From the first line to the last, restate the data word for word.

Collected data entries
□ □ □ □
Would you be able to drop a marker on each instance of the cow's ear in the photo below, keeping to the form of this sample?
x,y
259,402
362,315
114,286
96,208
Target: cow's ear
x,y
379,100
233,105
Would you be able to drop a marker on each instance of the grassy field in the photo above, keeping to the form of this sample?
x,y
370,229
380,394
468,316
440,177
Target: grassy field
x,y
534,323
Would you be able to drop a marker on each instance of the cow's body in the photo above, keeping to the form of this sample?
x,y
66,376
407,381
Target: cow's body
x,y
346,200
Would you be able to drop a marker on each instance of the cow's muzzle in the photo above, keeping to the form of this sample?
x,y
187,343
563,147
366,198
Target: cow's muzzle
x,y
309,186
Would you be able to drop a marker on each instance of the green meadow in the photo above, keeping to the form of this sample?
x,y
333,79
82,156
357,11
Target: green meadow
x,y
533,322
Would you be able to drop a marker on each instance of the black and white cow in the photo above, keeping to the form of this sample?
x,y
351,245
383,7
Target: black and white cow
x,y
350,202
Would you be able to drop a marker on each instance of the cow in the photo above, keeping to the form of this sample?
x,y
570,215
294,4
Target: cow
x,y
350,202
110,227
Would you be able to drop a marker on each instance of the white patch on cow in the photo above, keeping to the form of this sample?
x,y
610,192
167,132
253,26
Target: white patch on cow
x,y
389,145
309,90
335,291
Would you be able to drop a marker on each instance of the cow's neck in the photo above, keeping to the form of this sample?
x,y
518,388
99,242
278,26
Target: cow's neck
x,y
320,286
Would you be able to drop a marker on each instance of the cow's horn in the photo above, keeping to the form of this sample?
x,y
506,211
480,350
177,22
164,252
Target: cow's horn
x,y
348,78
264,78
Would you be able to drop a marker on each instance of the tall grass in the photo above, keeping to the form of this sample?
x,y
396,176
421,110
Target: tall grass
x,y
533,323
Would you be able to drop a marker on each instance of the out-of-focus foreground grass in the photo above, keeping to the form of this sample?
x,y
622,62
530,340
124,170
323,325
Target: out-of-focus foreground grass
□ □ □ □
## SOLUTION
Would you be able to drop a marker on each instance of the cow's ear in the photo below, keeping to the form of this sample?
x,y
259,402
362,315
114,286
96,208
Target: cow's ear
x,y
379,100
233,105
Would you be able to drop a marker on each instance of the grassy field in the photo above, keeping to the form of this sample?
x,y
370,229
380,394
468,316
440,177
Target: grassy field
x,y
534,323
Would you be able to drop a marker on each instance of the cow's body in the photo above, keeping to the form of this sample?
x,y
66,376
407,381
Target: cow's body
x,y
346,200
Would you be able to drop a marker on each instance of the cow's muzzle in the photo above, keeping to the form of this sample?
x,y
187,343
563,147
366,198
Target: cow's muzzle
x,y
309,186
Would you be able to drop a marker on each instance of the green meadow in the photo above, keeping to the form of this sample?
x,y
333,79
82,156
357,11
Target: green meadow
x,y
533,322
Would you be able to drop a marker on each instance of the black and white cow in the photo above, keeping to the form of this sample?
x,y
351,245
383,7
Target: black and white cow
x,y
350,202
Would you be able to drop a marker on each instance of the cow in the photo above, keeping to the form of this sample?
x,y
570,215
294,4
Target: cow
x,y
350,202
110,227
Would you be able to drop a marker on each instance of the white patch on cow in the photo above, keeping to the form of this sample?
x,y
610,192
167,132
253,26
Target: white patch on cow
x,y
389,145
309,90
335,291
Would you be able to drop a marker on each instance of the cow's neck in the photo above, keeping to the form of this sample?
x,y
518,388
99,242
278,26
Target: cow's neck
x,y
320,286
Would you be able to drop a marker on each instance of the cow's horn in the photo above, keeping to the form of this sample?
x,y
506,211
480,350
177,22
164,252
Target: cow's horn
x,y
348,78
264,78
Would you be able to drop a marker on each instance of the tall grass in the photo above, keeping to the form of this sample?
x,y
396,176
421,110
Target: tall grass
x,y
533,323
Would you be able to drop a marker on each instance of the out-of-focus foreground grass in the photo above, keeping to the form of this sample?
x,y
622,62
530,340
124,170
323,325
Target: out-of-focus foreground grass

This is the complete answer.